# What do you do?



## BbySlth (Jul 2, 2012)

Everyone has those times when they feel down on themselves for one reason or another. I personally don't like bringing it up to others because I know in a day or two the feelings will pass. Usually when I'm feeling this way I'll go for a walk and reflect on the reasons why I'm a good person. Lately this method hasn't been working for me and I was wondering what everyone else does when they're having an insecure sort of day?


----------



## waiwera (Sep 8, 2009)

I have a book of quotes, some are funny some are uplifting but they are all ones i have seen on the net or in books that resonated with me so i added them to my book. I love this book!

Sometimes I'll seek out uplifting people who will hug me and make me smile. Sometimes I seek solitude and i'll meditate or go for a walk down at the beach.

Sometimes I come here and have a whine...sooner or later someone will offer some cheese and crackers to go with my whine... 

It all depends on the day and the issue...


----------



## livelaughlovenow (Apr 23, 2012)

I talk with my husband. He talks with me. Conversation and just letting it out is so healing. Also if it is something that i don't want to talk about, I journal, and it is hidden, not that my husband couldn't read it if he asked, I just don't want it out where my kids can get it or scribble in it like they have done in the past, because I have journaled for years. 
I listen to uplifting music, talk to a friend about random stuff. Get on facebook and read about other peoples problems or simply take a nap to forget it all


----------



## BbySlth (Jul 2, 2012)

Wow those are some really good ideas that I've never thought of before. I think I'll start a quote book and a journal. Thank you both so much.


----------



## SimplyAmorous (Nov 25, 2009)

If I am alone at the time ... I read a book that can help me with whatever subject I am struggling with, or I write it out, writing has ALWAYS helped me get clarity, a handle on my emotions, what triggered them, what I can do about it, if I need to take some action to bring a resolution to my mind & heart....or rest in something. ..... reading about others experiences also makes it seem like we are all connected, I am not alone in this world...



livelaughlovenow said:


> I talk with my husband. He talks with me. Conversation and just letting it out is so healing.

* RAW RECORDS
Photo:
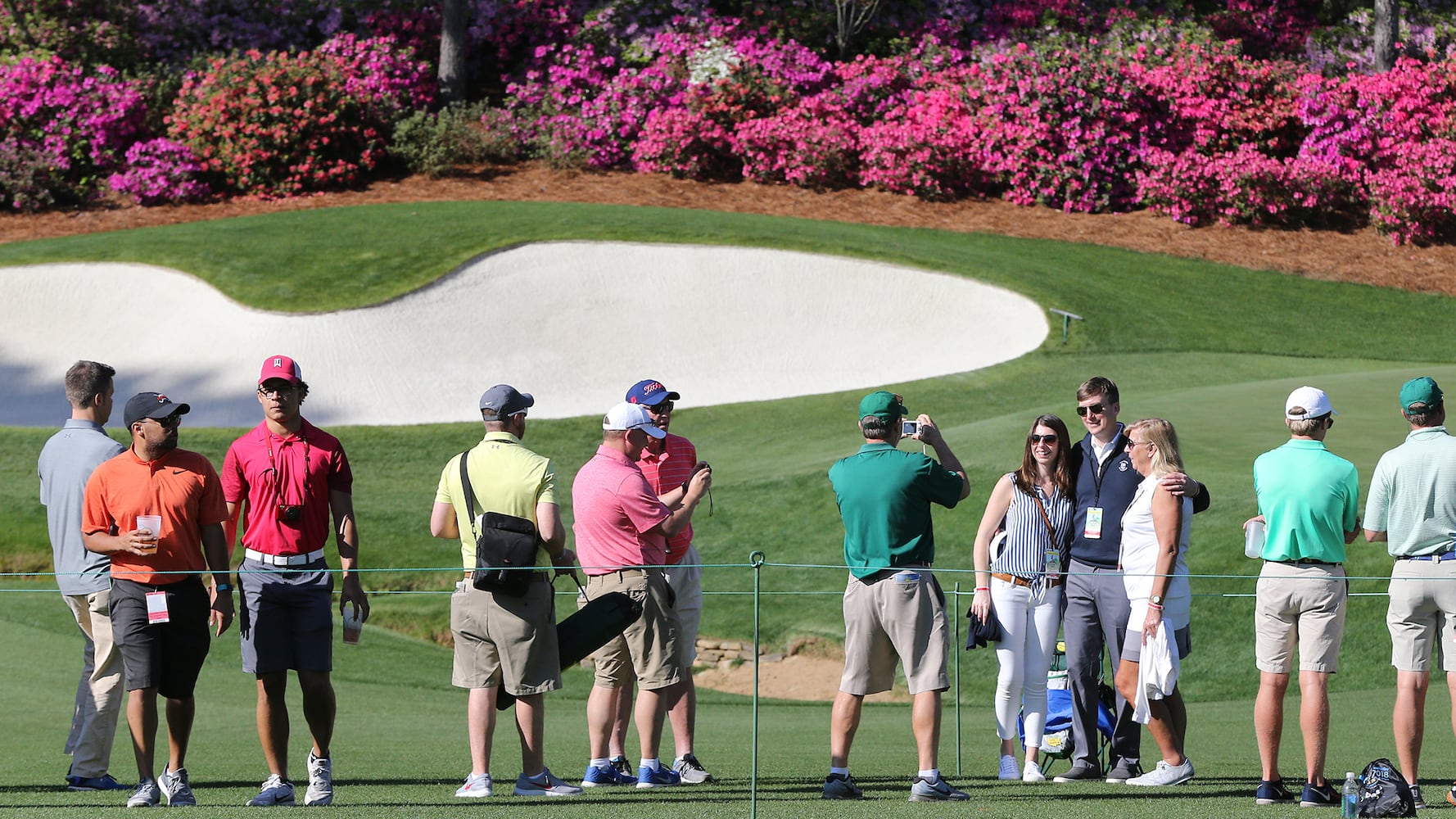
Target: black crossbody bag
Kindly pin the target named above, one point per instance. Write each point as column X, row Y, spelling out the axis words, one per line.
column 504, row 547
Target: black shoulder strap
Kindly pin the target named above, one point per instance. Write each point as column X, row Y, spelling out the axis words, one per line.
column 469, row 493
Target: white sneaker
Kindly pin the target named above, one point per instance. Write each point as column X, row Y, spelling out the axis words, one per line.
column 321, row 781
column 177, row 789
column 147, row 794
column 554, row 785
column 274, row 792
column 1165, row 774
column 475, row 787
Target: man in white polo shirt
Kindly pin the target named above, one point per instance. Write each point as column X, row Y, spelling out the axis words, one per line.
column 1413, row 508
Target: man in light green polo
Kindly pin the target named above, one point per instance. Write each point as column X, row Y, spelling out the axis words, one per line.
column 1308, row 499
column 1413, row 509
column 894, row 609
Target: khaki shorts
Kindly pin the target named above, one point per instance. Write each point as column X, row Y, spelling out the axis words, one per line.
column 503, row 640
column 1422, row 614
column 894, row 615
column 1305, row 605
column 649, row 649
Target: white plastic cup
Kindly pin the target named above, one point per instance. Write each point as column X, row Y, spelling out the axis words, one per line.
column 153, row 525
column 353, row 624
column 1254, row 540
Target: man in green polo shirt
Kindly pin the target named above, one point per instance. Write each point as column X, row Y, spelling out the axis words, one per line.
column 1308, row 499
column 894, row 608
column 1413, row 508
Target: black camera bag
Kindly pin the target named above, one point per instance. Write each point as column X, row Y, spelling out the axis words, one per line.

* REQUESTS
(a) Condense the paragraph of the forum thread beginning "Everyone has those times" into a short bulleted list that keeps its main facts.
(b) Edit the forum thread from "Sometimes I'll seek" to "journaled for years.", putting "lake" in place of "beach".

* ANSWERS TO THE PROBLEMS
(a)
- Everyone sometimes feels down on themselves.
- The writer doesn't like bringing it up with others, knowing the feelings pass in a day or two.
- The writer usually takes a walk and reflects on why they are a good person.
- Lately that method hasn't worked.
- The writer asks what others do on an insecure sort of day.

(b)
Sometimes I'll seek out uplifting people who will hug me and make me smile. Sometimes I seek solitude and i'll meditate or go for a walk down at the lake.

Sometimes I come here and have a whine...sooner or later someone will offer some cheese and crackers to go with my whine... 

It all depends on the day and the issue...


----------



## livelaughlovenow (Apr 23, 2012)

I talk with my husband. He talks with me. Conversation and just letting it out is so healing. Also if it is something that i don't want to talk about, I journal, and it is hidden, not that my husband couldn't read it if he asked, I just don't want it out where my kids can get it or scribble in it like they have done in the past, because I have journaled for years.